From the records below, please return each line that holds the word "beak".

---+---

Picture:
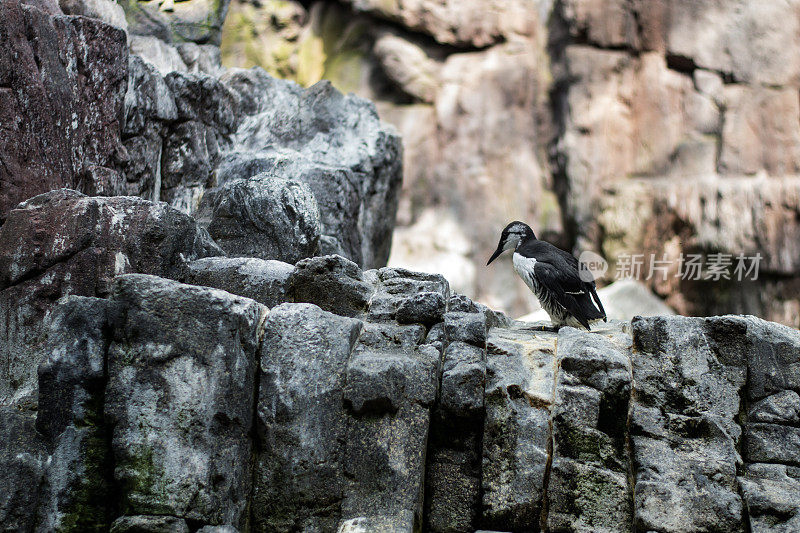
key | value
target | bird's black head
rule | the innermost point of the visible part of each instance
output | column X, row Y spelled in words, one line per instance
column 511, row 236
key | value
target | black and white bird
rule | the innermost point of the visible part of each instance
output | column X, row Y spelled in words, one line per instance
column 554, row 277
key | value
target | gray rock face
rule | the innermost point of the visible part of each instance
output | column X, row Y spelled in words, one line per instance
column 520, row 379
column 366, row 159
column 266, row 282
column 588, row 488
column 180, row 397
column 196, row 21
column 80, row 244
column 23, row 458
column 302, row 430
column 63, row 85
column 333, row 283
column 72, row 380
column 687, row 392
column 206, row 410
column 149, row 524
column 263, row 217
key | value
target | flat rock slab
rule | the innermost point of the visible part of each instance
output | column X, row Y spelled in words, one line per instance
column 520, row 380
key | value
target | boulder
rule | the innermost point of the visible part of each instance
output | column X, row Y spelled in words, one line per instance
column 480, row 24
column 180, row 399
column 23, row 460
column 333, row 283
column 264, row 217
column 63, row 82
column 588, row 489
column 265, row 281
column 688, row 391
column 149, row 524
column 301, row 422
column 72, row 381
column 520, row 374
column 63, row 242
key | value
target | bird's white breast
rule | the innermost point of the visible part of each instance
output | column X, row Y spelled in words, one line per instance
column 524, row 267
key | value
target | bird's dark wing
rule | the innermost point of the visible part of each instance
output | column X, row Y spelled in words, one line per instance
column 555, row 284
column 566, row 262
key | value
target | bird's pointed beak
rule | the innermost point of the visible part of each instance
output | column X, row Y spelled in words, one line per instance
column 496, row 253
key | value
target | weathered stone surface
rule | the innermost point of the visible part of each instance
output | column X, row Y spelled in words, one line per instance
column 263, row 217
column 385, row 463
column 520, row 378
column 72, row 379
column 451, row 22
column 424, row 308
column 62, row 84
column 149, row 524
column 298, row 478
column 780, row 408
column 772, row 493
column 759, row 132
column 180, row 398
column 453, row 477
column 62, row 243
column 467, row 327
column 263, row 281
column 334, row 188
column 772, row 443
column 330, row 134
column 331, row 282
column 22, row 459
column 588, row 488
column 687, row 390
column 108, row 11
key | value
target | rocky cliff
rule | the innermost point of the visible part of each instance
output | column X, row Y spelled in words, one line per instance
column 623, row 127
column 192, row 338
column 252, row 395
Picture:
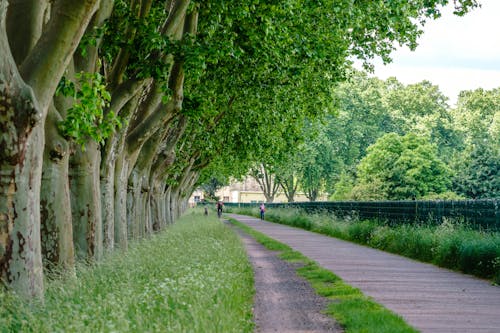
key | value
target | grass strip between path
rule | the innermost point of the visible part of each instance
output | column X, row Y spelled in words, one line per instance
column 192, row 277
column 352, row 309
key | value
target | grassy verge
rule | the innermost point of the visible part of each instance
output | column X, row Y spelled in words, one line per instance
column 193, row 277
column 350, row 308
column 451, row 244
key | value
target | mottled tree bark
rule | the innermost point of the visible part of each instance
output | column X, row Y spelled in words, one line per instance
column 23, row 111
column 55, row 203
column 86, row 202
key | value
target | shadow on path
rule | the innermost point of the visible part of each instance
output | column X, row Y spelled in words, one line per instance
column 284, row 302
column 429, row 298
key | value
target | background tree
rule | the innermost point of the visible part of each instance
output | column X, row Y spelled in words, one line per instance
column 401, row 168
column 180, row 76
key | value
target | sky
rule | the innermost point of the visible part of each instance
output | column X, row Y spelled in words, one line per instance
column 455, row 53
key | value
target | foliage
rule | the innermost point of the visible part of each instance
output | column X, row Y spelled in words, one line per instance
column 158, row 285
column 213, row 185
column 403, row 167
column 478, row 164
column 479, row 173
column 88, row 117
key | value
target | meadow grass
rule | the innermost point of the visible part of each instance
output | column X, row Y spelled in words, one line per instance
column 451, row 244
column 192, row 277
column 352, row 309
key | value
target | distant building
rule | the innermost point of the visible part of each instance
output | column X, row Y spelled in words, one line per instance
column 246, row 191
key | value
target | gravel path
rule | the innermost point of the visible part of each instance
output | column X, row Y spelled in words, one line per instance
column 284, row 302
column 429, row 298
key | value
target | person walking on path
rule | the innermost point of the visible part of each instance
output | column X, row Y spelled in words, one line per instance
column 219, row 208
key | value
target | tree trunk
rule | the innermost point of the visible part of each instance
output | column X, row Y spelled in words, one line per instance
column 121, row 184
column 56, row 221
column 86, row 202
column 21, row 147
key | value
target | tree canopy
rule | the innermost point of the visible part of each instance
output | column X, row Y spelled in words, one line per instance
column 111, row 110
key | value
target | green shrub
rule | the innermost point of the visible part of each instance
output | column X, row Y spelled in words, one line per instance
column 479, row 257
column 361, row 232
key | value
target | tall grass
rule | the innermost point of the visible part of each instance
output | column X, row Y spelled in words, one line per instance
column 451, row 244
column 193, row 277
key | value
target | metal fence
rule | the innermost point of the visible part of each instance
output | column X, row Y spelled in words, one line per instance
column 479, row 213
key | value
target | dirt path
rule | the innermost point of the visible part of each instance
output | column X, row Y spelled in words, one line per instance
column 284, row 302
column 429, row 298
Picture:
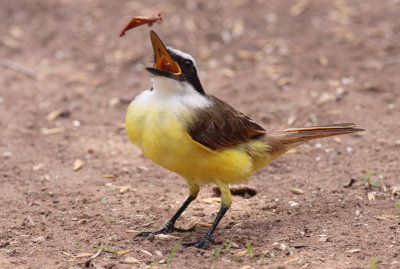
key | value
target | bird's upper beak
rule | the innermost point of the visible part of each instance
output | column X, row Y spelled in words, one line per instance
column 164, row 65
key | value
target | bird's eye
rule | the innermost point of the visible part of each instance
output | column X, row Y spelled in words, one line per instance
column 188, row 63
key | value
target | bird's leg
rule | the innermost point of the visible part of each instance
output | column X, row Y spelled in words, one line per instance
column 226, row 201
column 170, row 226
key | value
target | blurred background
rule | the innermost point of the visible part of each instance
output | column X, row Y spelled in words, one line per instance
column 66, row 78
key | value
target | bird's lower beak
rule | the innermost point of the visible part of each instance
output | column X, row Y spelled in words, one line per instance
column 162, row 60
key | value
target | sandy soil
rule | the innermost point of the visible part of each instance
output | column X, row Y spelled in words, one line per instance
column 315, row 62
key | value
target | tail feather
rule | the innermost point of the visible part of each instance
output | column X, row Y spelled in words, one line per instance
column 297, row 136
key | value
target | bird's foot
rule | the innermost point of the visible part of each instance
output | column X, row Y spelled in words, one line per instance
column 202, row 243
column 168, row 228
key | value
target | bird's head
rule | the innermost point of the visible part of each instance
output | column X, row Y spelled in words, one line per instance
column 174, row 64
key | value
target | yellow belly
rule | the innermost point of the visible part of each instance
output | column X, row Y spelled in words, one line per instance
column 162, row 137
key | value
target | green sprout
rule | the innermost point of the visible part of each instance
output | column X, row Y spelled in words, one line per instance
column 249, row 249
column 373, row 263
column 173, row 252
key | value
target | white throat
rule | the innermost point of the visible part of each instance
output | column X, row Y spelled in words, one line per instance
column 179, row 92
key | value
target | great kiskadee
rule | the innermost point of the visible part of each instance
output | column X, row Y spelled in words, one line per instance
column 203, row 139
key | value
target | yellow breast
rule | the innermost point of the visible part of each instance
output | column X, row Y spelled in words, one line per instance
column 160, row 132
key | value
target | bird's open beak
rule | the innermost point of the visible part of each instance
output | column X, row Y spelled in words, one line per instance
column 162, row 60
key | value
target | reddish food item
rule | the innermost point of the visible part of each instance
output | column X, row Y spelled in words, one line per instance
column 137, row 21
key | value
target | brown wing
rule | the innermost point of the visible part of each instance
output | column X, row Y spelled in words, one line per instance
column 221, row 125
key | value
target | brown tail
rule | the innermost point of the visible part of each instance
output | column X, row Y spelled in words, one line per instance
column 296, row 136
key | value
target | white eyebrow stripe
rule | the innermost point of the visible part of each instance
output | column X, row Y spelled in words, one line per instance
column 183, row 55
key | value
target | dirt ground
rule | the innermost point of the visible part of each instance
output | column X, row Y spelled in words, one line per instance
column 67, row 77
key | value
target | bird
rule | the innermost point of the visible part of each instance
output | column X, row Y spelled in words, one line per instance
column 178, row 126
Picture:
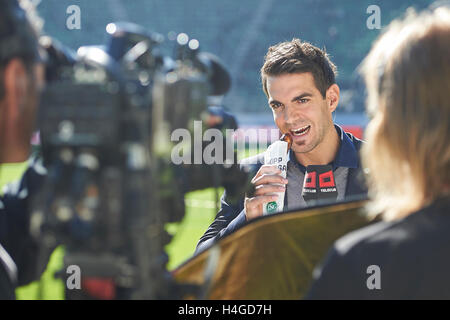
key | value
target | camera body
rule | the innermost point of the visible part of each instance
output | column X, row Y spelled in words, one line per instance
column 105, row 121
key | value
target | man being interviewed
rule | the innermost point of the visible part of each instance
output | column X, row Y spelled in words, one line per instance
column 299, row 82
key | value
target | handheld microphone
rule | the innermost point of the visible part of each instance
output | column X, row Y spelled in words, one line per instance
column 319, row 184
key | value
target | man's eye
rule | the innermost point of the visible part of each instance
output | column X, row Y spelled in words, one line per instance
column 302, row 100
column 275, row 105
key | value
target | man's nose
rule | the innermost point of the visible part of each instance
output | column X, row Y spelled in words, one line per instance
column 290, row 114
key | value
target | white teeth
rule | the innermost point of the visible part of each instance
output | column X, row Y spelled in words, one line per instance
column 300, row 131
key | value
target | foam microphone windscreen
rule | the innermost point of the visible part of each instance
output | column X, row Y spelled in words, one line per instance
column 319, row 183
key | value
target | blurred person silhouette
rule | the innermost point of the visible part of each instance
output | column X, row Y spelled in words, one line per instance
column 21, row 80
column 405, row 256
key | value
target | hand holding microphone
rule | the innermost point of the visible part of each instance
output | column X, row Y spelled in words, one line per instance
column 270, row 181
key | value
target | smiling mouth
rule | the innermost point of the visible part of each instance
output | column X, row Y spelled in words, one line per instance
column 300, row 131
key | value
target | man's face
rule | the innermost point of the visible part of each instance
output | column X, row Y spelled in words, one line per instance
column 300, row 109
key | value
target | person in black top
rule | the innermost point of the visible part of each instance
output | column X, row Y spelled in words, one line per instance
column 405, row 256
column 21, row 80
column 298, row 79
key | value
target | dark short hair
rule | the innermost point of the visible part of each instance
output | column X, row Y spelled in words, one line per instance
column 299, row 57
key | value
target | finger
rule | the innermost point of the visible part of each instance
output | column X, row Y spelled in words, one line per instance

---+---

ANSWER TO THIS PROBLEM:
target | bird's pointed beak
target | bird's upper beak
target | bird's lower beak
target | bird's open beak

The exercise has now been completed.